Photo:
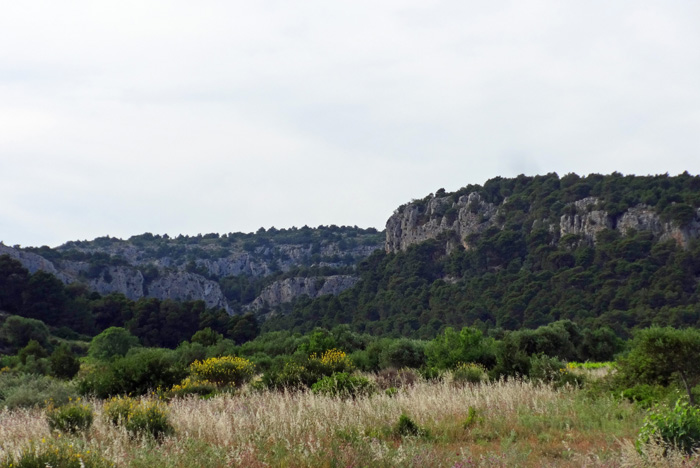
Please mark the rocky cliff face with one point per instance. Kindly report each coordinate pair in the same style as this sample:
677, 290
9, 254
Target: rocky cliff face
190, 268
418, 221
287, 290
470, 214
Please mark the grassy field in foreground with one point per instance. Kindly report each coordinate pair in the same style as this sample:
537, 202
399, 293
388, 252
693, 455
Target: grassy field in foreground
499, 424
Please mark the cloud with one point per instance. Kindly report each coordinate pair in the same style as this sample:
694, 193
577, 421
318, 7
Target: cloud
227, 116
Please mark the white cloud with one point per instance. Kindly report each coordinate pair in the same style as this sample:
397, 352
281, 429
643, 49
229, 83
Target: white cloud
224, 116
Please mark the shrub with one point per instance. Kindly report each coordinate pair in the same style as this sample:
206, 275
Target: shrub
472, 418
469, 373
72, 418
678, 427
344, 385
407, 427
190, 386
140, 371
225, 370
331, 361
64, 364
551, 370
292, 376
431, 373
58, 454
139, 417
25, 390
114, 341
387, 378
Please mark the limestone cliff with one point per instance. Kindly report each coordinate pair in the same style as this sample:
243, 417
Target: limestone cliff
190, 268
470, 214
287, 290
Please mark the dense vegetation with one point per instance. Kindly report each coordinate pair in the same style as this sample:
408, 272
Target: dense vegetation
522, 274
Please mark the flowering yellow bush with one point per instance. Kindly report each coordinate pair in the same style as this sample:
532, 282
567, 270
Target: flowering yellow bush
333, 360
139, 416
190, 386
55, 453
225, 370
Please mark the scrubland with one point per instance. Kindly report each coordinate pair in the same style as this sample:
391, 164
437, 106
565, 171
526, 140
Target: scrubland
497, 424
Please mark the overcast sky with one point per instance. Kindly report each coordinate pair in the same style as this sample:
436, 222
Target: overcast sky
118, 118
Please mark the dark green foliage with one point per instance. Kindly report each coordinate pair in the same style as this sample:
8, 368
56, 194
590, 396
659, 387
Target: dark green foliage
519, 274
140, 371
451, 348
26, 390
18, 331
71, 418
34, 349
111, 343
661, 355
64, 364
678, 427
406, 427
206, 337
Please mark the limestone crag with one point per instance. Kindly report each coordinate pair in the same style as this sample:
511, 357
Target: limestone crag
183, 286
428, 219
33, 262
420, 221
287, 290
584, 219
190, 268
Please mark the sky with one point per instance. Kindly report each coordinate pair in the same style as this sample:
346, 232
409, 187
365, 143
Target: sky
181, 117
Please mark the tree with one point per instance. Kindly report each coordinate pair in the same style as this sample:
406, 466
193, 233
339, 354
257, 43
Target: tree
64, 364
18, 331
660, 354
13, 281
115, 341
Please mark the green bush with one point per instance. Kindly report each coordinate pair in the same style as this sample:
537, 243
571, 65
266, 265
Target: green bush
139, 417
471, 373
678, 427
72, 418
64, 364
61, 454
26, 390
291, 376
551, 370
140, 371
150, 418
407, 427
646, 395
387, 378
344, 385
191, 386
223, 371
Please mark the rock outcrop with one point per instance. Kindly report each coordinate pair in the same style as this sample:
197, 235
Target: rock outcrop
420, 221
189, 268
470, 214
287, 290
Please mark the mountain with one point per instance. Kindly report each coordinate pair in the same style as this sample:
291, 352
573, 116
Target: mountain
235, 272
604, 250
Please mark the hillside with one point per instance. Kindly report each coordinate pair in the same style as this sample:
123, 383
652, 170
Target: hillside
618, 251
235, 272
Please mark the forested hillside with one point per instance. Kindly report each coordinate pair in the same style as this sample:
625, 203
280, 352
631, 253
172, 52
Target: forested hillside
616, 251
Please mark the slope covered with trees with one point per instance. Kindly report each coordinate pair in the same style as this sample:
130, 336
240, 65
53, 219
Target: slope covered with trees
519, 268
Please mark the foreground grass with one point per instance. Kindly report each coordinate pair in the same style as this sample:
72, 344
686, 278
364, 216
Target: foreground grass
500, 424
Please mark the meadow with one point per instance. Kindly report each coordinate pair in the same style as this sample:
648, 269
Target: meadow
503, 423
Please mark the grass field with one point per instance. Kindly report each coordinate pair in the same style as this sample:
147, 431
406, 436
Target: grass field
498, 424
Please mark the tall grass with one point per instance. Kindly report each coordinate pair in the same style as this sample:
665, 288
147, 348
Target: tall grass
513, 423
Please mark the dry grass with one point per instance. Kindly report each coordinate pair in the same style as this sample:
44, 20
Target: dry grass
512, 423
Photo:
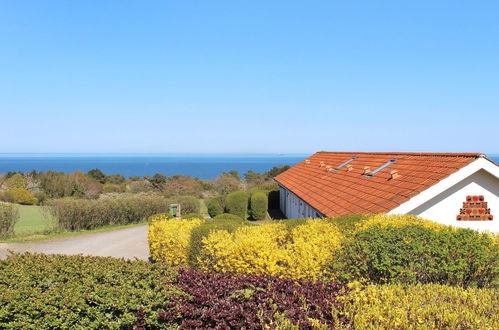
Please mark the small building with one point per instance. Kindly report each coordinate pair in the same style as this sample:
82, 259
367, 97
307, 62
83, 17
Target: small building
459, 189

━━━━━━━━━━

● **WHAT IS BEING ASKED**: Transcribe exactly, and only, the lines from the one with "Target: meadow" through the final line of the data above. The pictures stay out.

● **YOUR SOLUTION**:
Target: meadow
503, 423
Please mark the grass field with one point per instance. Kindly report each coordinate pair in the same style as this sample:
147, 431
406, 436
Target: grass field
498, 424
Please mark the tall grass with one point per instance. Kindly report each coordinate pair in the same style as this sample:
665, 288
147, 348
Target: tall grass
513, 423
Please mark the dry grass with one point per instance. Kindly report each coordinate pair in the same style as this sample:
44, 20
Target: dry grass
512, 423
Photo:
Please mark the small building with one point per instance. Kindly report each coordinate pair in the same style as this sample:
82, 259
367, 97
307, 62
83, 17
Target: small building
459, 189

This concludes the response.